**Selected extract**
[start]
When the ordinary thought of a highly cultivated people begins to regard “having children” as a question of pros and cons, the great turning-point has come. For Nature knows nothing of pro and con. Everywhere, wherever life is actual, reigns an inward organic logic, an “it,” a drive, that is utterly independent of waking-being, with its causal linkages, and indeed not even observed by it. The abundant proliferation of primitive peoples is a natural phenomenon, which is not even thought about, still less judged as to its utility or the reverse. When reasons have to be put forward at all in a question of life, life itself has become questionable.

– Oswald Spengler

I’m going to have my third child in December. I hope to have more, but for my demographic this is already a pretty high number. Only about a third of women in the US have at least three children in their lives now. Among my social circle, mostly people who are involved in politics, academia, or the world of ideas, large families are even rarer. Of the dozen or so friends I talk to on an at least weekly basis, none of them have had three or more children.
[end]
**Data listing**
[start]
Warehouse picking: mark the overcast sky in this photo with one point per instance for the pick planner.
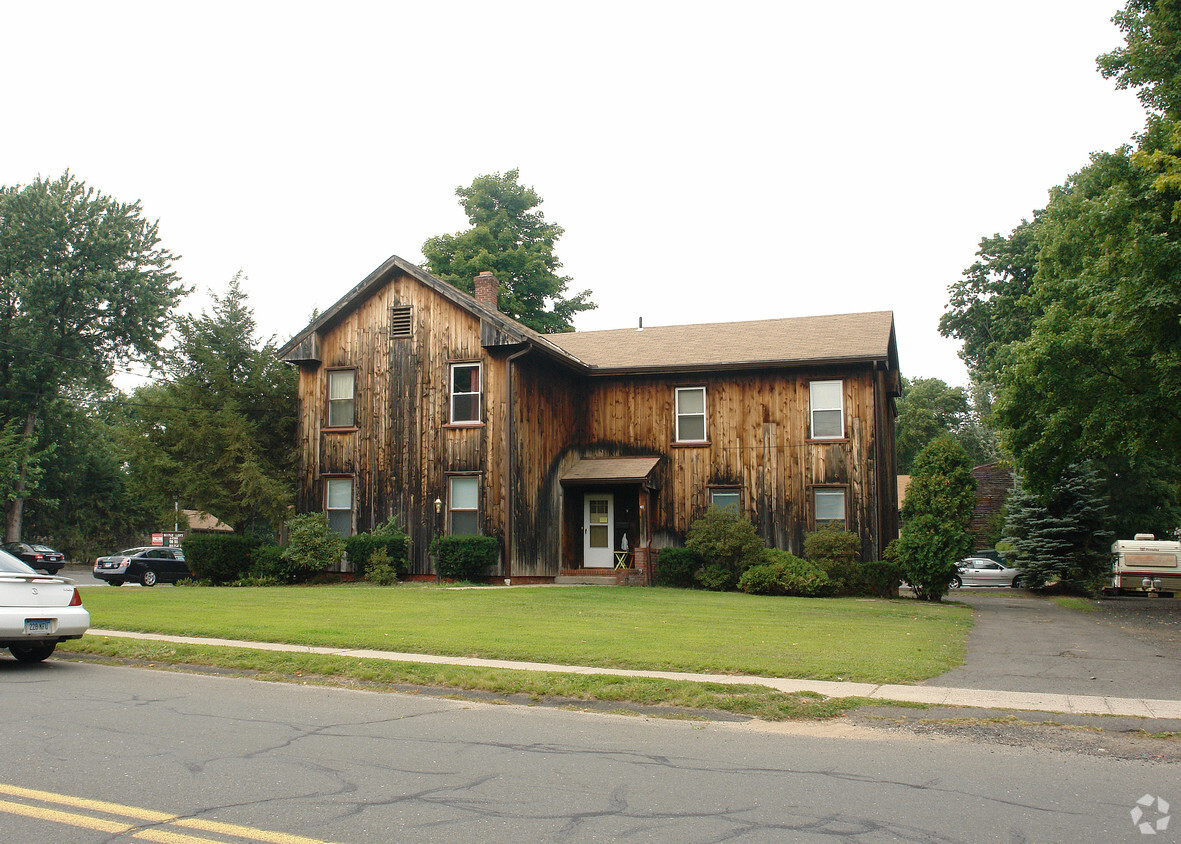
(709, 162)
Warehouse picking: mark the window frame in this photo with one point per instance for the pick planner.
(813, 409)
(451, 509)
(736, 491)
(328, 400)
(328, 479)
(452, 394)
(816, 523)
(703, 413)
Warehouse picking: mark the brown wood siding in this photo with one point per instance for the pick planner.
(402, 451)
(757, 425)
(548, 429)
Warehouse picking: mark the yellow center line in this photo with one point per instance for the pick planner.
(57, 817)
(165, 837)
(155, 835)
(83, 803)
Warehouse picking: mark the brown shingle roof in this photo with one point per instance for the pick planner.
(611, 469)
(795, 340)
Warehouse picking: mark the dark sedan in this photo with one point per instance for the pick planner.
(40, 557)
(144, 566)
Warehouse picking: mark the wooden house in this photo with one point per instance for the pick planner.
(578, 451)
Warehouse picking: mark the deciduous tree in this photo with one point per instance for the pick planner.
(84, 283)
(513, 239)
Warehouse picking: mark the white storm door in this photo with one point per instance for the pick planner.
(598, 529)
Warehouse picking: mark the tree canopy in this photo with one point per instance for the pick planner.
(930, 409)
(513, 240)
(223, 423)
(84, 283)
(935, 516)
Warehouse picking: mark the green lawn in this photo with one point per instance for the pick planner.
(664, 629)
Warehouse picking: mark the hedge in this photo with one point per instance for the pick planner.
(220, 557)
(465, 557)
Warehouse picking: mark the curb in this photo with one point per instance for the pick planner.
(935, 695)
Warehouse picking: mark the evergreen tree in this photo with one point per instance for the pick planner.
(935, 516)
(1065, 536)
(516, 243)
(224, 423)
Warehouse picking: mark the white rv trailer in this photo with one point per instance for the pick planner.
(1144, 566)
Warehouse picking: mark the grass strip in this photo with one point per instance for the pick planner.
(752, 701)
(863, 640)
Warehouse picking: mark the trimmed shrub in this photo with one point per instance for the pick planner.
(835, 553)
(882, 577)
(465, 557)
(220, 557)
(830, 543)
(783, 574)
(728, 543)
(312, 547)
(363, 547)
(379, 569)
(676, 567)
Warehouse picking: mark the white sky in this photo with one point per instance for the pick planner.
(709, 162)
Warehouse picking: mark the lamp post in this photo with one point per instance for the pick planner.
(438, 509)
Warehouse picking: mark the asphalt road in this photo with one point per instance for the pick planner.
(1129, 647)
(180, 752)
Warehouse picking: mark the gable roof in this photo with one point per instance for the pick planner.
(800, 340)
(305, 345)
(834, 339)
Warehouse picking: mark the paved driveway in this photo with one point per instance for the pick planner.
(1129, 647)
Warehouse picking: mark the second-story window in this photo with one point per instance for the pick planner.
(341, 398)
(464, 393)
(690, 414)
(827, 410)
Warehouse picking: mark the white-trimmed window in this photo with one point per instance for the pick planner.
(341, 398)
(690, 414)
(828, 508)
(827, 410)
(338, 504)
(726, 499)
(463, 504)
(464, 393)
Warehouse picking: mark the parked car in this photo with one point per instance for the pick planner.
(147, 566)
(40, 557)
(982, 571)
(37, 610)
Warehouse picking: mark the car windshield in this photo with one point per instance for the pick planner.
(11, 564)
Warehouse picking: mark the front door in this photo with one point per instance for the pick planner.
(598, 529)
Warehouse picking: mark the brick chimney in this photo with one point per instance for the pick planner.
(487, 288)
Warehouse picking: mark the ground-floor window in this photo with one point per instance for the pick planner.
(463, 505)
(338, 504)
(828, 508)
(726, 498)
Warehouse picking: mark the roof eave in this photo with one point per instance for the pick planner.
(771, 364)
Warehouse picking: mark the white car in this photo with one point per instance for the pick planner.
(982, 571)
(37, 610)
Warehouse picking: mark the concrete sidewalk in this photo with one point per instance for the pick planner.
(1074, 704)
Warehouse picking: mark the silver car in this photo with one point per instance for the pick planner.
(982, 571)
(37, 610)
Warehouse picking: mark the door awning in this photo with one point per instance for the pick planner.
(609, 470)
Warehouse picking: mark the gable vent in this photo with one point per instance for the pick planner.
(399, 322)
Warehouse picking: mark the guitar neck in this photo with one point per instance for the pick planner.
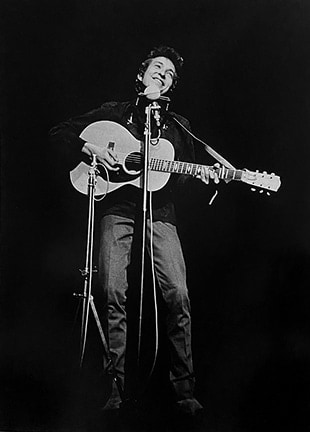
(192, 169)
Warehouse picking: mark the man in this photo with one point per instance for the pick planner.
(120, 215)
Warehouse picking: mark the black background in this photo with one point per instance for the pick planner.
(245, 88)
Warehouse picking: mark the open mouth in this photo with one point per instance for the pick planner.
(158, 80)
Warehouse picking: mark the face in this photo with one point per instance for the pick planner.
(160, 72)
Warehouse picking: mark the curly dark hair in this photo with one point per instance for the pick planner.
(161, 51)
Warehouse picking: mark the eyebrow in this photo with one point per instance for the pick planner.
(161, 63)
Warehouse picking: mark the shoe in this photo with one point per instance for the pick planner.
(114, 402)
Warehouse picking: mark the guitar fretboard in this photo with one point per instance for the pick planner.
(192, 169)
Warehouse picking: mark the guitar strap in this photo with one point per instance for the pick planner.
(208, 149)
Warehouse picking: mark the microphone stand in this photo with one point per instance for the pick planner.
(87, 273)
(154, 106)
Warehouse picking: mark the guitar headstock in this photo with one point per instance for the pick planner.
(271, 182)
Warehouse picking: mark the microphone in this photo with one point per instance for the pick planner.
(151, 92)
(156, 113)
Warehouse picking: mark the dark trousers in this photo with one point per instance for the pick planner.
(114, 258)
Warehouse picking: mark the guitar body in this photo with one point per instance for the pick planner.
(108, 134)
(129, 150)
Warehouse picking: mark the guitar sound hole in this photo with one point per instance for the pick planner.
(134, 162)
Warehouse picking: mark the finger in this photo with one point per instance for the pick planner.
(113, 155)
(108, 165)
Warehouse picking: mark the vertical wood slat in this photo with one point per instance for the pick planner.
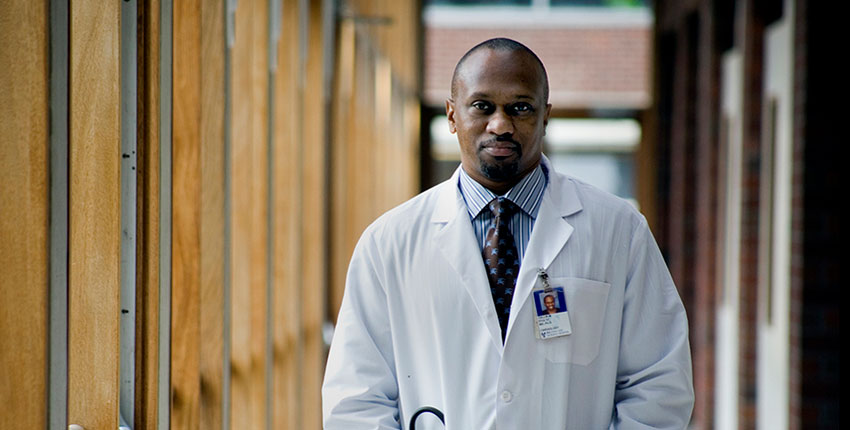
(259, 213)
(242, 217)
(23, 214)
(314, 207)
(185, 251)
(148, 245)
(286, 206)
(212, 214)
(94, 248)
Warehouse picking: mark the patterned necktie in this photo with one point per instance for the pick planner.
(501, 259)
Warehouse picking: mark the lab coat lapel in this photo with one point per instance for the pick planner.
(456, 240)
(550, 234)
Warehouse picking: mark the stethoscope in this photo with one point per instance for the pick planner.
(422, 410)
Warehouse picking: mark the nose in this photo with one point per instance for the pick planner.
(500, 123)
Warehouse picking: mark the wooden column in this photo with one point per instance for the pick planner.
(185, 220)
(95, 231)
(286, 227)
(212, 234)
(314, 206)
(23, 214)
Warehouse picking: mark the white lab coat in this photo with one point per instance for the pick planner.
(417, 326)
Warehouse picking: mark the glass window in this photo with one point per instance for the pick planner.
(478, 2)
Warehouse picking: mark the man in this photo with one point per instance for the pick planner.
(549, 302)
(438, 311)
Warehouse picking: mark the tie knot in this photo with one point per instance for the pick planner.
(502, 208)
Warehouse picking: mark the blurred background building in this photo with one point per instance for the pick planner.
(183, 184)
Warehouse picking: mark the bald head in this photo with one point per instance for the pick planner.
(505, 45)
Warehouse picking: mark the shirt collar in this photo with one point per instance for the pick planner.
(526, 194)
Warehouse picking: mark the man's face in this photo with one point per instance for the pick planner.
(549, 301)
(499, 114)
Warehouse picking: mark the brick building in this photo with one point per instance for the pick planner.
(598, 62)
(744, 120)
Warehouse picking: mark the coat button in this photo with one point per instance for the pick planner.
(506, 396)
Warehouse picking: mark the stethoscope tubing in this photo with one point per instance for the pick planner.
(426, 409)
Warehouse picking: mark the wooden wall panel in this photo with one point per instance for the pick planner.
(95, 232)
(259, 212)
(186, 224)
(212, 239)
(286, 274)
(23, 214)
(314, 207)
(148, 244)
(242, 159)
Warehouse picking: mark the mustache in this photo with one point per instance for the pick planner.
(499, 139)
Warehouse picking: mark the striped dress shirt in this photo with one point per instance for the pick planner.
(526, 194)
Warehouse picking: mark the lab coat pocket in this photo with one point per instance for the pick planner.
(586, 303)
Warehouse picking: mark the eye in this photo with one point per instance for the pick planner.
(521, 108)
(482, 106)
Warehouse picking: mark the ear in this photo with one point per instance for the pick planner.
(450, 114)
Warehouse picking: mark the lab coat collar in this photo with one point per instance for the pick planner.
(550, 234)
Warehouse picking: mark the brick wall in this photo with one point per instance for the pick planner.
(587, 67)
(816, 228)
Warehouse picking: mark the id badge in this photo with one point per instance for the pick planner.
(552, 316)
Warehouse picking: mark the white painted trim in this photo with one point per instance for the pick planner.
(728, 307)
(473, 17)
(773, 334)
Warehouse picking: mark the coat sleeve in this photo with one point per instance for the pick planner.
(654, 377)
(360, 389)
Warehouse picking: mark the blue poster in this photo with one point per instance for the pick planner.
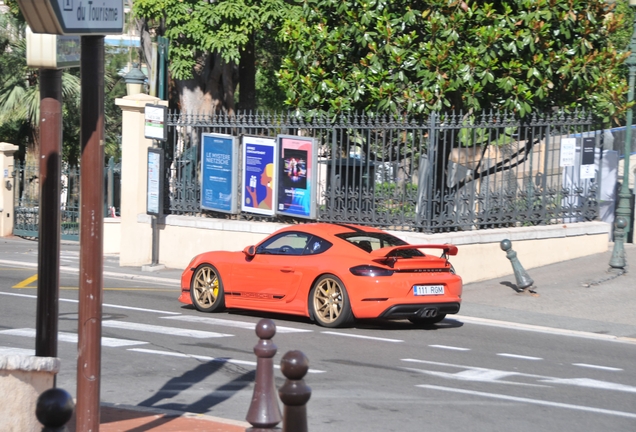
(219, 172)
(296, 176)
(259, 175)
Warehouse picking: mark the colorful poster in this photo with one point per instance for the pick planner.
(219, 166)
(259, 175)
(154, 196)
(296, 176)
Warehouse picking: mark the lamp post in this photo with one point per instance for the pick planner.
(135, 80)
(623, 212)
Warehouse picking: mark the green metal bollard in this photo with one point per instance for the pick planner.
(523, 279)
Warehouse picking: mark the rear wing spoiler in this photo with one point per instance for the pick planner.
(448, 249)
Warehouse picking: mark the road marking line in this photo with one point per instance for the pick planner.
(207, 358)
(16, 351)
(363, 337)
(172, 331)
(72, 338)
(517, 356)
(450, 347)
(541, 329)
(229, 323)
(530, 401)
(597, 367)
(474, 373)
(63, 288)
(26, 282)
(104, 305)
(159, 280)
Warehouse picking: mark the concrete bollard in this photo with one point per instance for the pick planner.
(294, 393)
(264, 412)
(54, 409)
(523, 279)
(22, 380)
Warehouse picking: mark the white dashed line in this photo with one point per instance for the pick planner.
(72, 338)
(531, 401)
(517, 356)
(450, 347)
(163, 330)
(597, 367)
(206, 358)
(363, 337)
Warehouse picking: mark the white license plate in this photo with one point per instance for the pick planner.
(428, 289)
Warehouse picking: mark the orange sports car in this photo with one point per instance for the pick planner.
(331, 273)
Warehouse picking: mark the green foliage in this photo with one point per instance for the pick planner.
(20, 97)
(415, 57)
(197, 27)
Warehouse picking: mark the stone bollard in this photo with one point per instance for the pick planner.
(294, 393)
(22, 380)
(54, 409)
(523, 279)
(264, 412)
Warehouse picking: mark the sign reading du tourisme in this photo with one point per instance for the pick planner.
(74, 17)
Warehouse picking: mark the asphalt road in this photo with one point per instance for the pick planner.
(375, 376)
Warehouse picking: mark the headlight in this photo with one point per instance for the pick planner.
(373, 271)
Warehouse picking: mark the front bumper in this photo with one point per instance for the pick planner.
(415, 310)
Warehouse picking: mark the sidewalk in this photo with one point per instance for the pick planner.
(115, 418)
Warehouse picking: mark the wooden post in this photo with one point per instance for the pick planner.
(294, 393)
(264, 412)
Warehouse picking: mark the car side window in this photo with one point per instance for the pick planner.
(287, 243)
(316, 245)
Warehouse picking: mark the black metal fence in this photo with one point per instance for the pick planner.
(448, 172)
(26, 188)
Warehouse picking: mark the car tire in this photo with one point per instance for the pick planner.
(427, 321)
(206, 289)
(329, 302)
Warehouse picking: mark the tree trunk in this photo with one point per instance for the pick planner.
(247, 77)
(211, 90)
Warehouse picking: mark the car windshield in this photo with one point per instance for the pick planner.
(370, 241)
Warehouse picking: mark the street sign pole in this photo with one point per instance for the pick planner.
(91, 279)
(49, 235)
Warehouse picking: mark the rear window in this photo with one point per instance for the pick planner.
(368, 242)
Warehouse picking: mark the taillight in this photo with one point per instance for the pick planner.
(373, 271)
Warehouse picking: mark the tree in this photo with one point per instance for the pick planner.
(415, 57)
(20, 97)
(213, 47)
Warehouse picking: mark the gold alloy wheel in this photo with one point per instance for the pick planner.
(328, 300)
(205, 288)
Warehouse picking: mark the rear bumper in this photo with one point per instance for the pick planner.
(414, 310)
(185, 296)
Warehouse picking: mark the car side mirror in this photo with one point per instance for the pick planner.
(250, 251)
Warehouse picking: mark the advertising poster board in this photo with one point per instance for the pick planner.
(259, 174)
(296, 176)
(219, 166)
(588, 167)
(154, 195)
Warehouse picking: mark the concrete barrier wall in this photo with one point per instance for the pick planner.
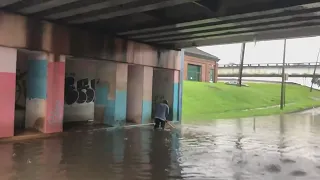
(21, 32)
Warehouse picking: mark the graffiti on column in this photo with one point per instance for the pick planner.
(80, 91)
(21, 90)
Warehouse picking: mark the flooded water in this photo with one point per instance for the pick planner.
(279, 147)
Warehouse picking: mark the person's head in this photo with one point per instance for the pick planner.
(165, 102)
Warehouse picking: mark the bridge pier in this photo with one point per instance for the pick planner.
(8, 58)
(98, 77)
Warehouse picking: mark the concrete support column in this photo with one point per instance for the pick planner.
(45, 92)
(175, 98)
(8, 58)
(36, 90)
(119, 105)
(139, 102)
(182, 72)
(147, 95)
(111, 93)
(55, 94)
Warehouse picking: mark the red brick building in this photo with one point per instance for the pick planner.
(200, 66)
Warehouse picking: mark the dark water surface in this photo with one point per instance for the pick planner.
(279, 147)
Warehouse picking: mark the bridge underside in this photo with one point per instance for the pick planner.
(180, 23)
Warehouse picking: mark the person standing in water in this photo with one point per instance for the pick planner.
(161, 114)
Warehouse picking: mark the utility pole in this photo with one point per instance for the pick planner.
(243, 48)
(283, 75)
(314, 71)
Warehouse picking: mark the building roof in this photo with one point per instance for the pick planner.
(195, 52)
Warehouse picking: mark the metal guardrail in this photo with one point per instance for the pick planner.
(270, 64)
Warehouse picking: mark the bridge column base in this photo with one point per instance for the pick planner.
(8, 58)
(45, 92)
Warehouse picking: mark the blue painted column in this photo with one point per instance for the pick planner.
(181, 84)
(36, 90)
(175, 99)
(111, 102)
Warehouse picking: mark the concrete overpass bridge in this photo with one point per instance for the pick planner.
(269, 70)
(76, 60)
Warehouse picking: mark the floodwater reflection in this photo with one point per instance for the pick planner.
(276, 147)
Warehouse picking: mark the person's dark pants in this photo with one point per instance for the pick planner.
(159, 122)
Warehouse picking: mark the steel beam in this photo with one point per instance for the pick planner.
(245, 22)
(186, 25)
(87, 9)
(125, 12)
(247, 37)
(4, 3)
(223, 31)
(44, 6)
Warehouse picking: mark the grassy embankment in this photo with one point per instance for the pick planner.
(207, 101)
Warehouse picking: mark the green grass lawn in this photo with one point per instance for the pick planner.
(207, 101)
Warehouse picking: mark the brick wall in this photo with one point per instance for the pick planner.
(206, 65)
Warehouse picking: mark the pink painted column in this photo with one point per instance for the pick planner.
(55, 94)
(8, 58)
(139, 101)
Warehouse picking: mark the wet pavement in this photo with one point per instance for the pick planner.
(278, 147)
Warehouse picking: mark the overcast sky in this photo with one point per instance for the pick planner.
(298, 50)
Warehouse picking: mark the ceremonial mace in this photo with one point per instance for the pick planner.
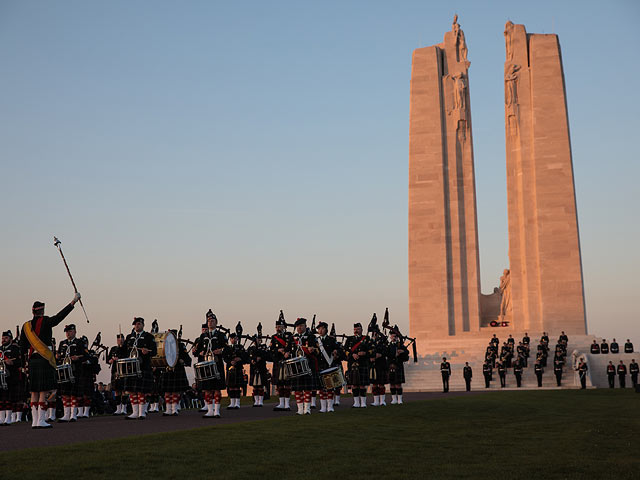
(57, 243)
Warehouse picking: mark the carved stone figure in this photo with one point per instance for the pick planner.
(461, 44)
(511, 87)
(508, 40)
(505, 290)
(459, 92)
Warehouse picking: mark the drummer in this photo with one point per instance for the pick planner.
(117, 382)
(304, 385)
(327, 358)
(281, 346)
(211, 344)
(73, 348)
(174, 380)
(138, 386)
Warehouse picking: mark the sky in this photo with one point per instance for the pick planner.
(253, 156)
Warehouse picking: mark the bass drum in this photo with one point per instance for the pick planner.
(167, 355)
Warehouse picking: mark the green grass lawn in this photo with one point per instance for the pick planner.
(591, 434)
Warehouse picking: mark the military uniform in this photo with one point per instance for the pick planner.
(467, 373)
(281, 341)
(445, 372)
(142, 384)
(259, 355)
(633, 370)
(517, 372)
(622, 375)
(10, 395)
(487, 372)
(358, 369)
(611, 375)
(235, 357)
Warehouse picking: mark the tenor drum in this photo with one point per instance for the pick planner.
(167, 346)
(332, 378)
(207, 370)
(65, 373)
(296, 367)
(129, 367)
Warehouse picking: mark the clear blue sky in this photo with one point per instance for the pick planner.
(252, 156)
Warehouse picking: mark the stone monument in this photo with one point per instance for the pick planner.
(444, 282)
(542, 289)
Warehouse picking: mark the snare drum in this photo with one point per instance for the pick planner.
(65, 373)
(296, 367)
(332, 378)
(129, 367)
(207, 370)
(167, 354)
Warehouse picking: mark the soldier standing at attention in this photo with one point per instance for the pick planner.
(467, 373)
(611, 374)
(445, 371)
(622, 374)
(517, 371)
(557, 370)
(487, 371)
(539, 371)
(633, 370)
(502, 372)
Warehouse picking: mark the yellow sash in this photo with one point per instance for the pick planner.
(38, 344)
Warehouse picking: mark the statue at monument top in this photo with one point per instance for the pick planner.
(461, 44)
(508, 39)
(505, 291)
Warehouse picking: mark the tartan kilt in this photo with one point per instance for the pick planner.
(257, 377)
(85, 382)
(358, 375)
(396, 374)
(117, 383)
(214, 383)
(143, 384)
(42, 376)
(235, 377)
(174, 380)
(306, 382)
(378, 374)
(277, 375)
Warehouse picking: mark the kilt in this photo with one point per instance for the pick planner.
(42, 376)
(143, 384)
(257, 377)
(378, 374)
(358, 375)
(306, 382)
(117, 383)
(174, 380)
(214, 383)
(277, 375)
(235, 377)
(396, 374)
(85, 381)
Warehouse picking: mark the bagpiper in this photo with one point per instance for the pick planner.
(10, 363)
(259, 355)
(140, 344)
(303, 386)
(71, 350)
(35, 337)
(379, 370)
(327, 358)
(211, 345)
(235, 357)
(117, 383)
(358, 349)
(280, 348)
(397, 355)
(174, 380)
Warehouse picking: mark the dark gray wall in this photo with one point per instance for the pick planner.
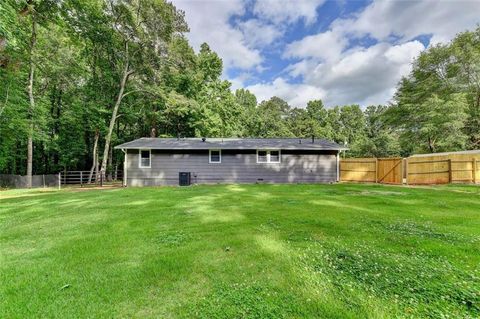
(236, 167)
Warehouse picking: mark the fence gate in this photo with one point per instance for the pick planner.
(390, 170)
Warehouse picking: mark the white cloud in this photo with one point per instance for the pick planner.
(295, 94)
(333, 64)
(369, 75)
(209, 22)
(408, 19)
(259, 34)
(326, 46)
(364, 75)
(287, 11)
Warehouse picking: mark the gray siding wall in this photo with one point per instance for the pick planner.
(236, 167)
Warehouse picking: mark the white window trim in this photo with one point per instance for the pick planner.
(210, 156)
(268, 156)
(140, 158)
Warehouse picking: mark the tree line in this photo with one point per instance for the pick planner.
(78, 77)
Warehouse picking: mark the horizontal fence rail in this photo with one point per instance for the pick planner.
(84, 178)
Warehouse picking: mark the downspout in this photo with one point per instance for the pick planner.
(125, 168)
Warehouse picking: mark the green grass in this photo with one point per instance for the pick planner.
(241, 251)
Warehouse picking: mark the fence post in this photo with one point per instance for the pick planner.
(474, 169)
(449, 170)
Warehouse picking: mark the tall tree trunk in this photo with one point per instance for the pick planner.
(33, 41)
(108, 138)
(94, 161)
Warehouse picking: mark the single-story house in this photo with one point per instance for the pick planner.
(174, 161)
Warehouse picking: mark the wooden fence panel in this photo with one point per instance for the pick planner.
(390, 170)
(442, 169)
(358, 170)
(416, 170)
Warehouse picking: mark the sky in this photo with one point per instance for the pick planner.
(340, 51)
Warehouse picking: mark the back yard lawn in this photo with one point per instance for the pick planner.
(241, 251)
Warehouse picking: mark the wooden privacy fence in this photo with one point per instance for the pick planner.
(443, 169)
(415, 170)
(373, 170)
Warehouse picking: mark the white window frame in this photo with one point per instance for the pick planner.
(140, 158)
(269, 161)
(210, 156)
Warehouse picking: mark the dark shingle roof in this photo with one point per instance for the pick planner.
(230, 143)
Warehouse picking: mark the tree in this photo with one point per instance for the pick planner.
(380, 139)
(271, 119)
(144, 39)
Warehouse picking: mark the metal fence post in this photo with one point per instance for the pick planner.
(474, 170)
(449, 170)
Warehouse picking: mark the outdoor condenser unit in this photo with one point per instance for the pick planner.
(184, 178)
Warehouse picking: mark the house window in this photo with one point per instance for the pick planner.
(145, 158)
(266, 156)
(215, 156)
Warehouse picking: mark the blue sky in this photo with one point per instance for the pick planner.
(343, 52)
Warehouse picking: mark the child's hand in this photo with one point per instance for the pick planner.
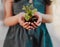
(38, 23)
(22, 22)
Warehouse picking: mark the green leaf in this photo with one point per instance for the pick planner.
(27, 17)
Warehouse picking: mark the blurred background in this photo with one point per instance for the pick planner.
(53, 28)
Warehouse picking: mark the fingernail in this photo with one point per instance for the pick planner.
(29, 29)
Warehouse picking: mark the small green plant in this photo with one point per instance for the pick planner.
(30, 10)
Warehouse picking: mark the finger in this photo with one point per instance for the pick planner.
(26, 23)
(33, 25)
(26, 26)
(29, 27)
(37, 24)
[end]
**What is asked**
**a.** In the passage on family size, write out the words between "I’m going to" and "or more children.", inclusive, changing "social circle" to "circle of acquaintances".
**b.** According to the passage on family size, what share of women in the US now have at least three children in their lives?
The records come from a separate source.

**Worked answers**
**a.**
I’m going to have my third child in December. I hope to have more, but for my demographic this is already a pretty high number. Only about a third of women in the US have at least three children in their lives now. Among my circle of acquaintances, mostly people who are involved in politics, academia, or the world of ideas, large families are even rarer. Of the dozen or so friends I talk to on an at least weekly basis, none of them have had three or more children.

**b.** About a third.